REQUIREMENTS: Repeat every one of the lines below word for word, from the first to the last, without changing anything.

Dataset items:
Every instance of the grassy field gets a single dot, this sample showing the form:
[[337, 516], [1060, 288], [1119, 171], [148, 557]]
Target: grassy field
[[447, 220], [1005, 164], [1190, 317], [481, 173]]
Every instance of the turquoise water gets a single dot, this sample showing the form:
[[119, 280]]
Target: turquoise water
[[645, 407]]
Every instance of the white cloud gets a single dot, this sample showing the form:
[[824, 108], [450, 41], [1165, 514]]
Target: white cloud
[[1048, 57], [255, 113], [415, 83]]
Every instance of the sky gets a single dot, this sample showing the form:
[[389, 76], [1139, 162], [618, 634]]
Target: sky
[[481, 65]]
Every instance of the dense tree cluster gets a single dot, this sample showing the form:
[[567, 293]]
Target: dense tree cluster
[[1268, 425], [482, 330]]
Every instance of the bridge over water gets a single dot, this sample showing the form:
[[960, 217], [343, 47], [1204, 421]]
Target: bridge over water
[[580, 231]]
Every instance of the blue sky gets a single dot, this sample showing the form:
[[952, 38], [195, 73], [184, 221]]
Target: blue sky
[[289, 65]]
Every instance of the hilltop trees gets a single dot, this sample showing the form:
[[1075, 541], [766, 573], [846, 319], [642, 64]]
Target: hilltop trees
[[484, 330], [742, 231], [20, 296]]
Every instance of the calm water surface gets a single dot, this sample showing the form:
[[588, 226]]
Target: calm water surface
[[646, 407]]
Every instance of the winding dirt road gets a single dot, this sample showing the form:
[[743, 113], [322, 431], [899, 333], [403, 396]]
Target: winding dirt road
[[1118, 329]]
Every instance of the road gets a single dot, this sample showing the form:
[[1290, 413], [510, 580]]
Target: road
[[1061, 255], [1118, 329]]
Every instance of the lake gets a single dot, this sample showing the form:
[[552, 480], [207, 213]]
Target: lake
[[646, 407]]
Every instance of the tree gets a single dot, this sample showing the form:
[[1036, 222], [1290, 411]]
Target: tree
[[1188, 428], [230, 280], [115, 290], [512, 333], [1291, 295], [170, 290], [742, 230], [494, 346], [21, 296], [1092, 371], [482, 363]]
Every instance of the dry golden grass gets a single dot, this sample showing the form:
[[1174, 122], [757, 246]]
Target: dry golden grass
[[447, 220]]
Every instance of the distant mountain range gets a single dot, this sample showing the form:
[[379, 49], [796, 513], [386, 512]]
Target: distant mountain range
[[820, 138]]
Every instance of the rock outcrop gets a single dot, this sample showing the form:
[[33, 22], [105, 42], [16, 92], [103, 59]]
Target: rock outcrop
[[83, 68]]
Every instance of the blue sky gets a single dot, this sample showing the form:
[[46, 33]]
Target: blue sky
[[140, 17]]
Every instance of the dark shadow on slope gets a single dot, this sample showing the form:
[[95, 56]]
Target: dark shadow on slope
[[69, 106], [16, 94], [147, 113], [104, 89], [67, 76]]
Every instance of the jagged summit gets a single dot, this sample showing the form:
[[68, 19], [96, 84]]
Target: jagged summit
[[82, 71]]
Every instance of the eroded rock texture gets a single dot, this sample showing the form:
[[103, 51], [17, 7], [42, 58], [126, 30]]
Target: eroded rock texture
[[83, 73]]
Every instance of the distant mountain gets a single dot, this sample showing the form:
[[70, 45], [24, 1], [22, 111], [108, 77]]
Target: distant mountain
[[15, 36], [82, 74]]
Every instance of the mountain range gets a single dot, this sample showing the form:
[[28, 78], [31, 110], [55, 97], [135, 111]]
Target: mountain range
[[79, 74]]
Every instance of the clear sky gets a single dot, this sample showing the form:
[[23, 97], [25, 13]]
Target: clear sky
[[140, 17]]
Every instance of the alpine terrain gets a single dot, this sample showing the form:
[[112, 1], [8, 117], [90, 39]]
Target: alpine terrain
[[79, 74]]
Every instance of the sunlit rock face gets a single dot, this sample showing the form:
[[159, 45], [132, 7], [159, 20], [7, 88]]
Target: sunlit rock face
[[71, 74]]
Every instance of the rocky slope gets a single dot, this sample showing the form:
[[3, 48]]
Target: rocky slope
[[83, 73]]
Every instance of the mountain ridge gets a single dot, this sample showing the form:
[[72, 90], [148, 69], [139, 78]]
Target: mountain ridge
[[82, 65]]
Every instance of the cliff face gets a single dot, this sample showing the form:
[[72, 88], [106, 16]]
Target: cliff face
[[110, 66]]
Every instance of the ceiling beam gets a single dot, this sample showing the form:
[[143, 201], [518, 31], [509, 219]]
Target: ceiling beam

SOLUTION:
Every instance of the grassy field gets a single dot, this sample showing the form:
[[337, 516], [1060, 288], [1119, 171], [148, 557]]
Target: grassy field
[[447, 220], [1005, 164], [1190, 317], [481, 173]]
Every instance of the turquoise water gets a single dot, this sample showing the form:
[[119, 280]]
Target: turquoise water
[[645, 407]]
Every instance of the white cloud gets a single dot, this sample showing the form:
[[824, 108], [450, 41], [1165, 514]]
Target: white cloud
[[1048, 57], [255, 113], [415, 83]]
Every instance of the sky gets a single dot, this sample showing the form:
[[389, 76], [1139, 162], [618, 634]]
Target: sky
[[481, 65]]
Every instance of the dense tree cluster gets a single dot, this sample showing the form:
[[567, 293]]
Target: dense tree cluster
[[1268, 425], [482, 330]]
Every instance of the bridge over water gets a single dot, this sample showing the form:
[[960, 217], [343, 47], [1204, 421]]
Target: bridge over water
[[580, 231]]
Every instance of the blue sky gets a single dot, this sample showing the form:
[[952, 38], [195, 73], [184, 221]]
Target: blue sky
[[289, 65]]
Every instance of the hilltop trees gets a single dot, this sample showing the form:
[[1075, 541], [766, 573], [846, 319], [642, 64]]
Target: hilltop trees
[[484, 330], [742, 231], [20, 296]]
Every instance of the calm water surface gets a single dot, this sample showing the form:
[[588, 226]]
Target: calm water surface
[[646, 407]]
Every instance of the winding dirt road gets a single dot, this sample showing the form:
[[743, 113], [322, 431], [899, 333], [403, 396]]
Target: winding dirt road
[[1118, 329]]
Every instance of the road gets a single dot, this sample showing the form:
[[1290, 413], [510, 580]]
Target: road
[[1061, 255], [1118, 329]]
Every instance of the lake gets a single dot, this sample showing the form:
[[552, 480], [207, 213]]
Target: lake
[[646, 407]]
Every instance of the tree gets a single dot, this sample showing the form:
[[1036, 222], [1290, 411]]
Target: tree
[[1188, 428], [230, 280], [115, 290], [512, 333], [1291, 295], [170, 290], [742, 230], [494, 346], [21, 296], [1092, 371], [482, 363]]
Every instance of the dry golden grass gets a single dot, this sample showing the form:
[[1174, 122], [757, 246]]
Target: dry golden grass
[[447, 220]]
Every instance of the distant mountain range gets a single dot, this sample showing the form:
[[379, 49], [796, 513], [386, 512]]
Target: distant mountain range
[[820, 138]]
Every instance of the rock outcrop gets a single dot, this sample showing the form:
[[33, 22], [105, 42], [16, 92], [103, 59]]
Target: rock outcrop
[[83, 68]]
Every instance of the blue sky gets a single dot, this sample showing the form:
[[46, 33]]
Target: blue sky
[[140, 17]]
Every instance of the dark shadow on slope gets a single dot, this sample showing the form:
[[95, 56]]
Target: dark shadow on slope
[[69, 106], [16, 94], [147, 113], [104, 89], [67, 76]]
Every instance of the jagged summit gets a single dot, this sample showing the form:
[[68, 19], [96, 84]]
Target: jagged summit
[[82, 71]]
Every instance of the eroded rock texture gets a single dot, this sample showing the form:
[[103, 51], [17, 7], [42, 58], [126, 30]]
Target: eroded rock texture
[[83, 73]]
Every instance of the distant mountain gets a single dot, this sample showing the form:
[[70, 45], [24, 1], [22, 111], [108, 77]]
Target: distant mountain
[[15, 36], [82, 74]]
Every instance of the mountain range gets a single dot, this sample showing the form:
[[28, 78], [31, 110], [55, 97], [135, 111]]
Target: mountain range
[[79, 74]]
Every instance of the clear sky gets a single dot, this sample showing the form:
[[23, 97], [25, 13]]
Target: clear sky
[[140, 17]]
Every instance of the alpine terrain gets a single dot, this sample showing the form:
[[112, 1], [8, 117], [90, 39]]
Target: alpine terrain
[[79, 74]]
Every instance of the sunlit rock face gets a single dot, this sample showing the form:
[[159, 45], [132, 7], [159, 20], [7, 88]]
Target: sunlit rock face
[[71, 74]]
Every instance of the rocky slope gets a single dot, this sample showing the form:
[[3, 48]]
Target: rocky slope
[[83, 73]]
Every instance of the mountain ridge gets a single dot, this sample showing the form:
[[72, 90], [148, 69], [139, 78]]
Target: mountain ridge
[[82, 65]]
Every instance of the cliff face gets a single dot, this sample showing the form:
[[72, 88], [106, 16]]
Target: cliff face
[[110, 66]]
Every instance of the ceiling beam gets a single dot, this sample showing the form:
[[143, 201], [518, 31], [509, 219]]
Target: ceiling beam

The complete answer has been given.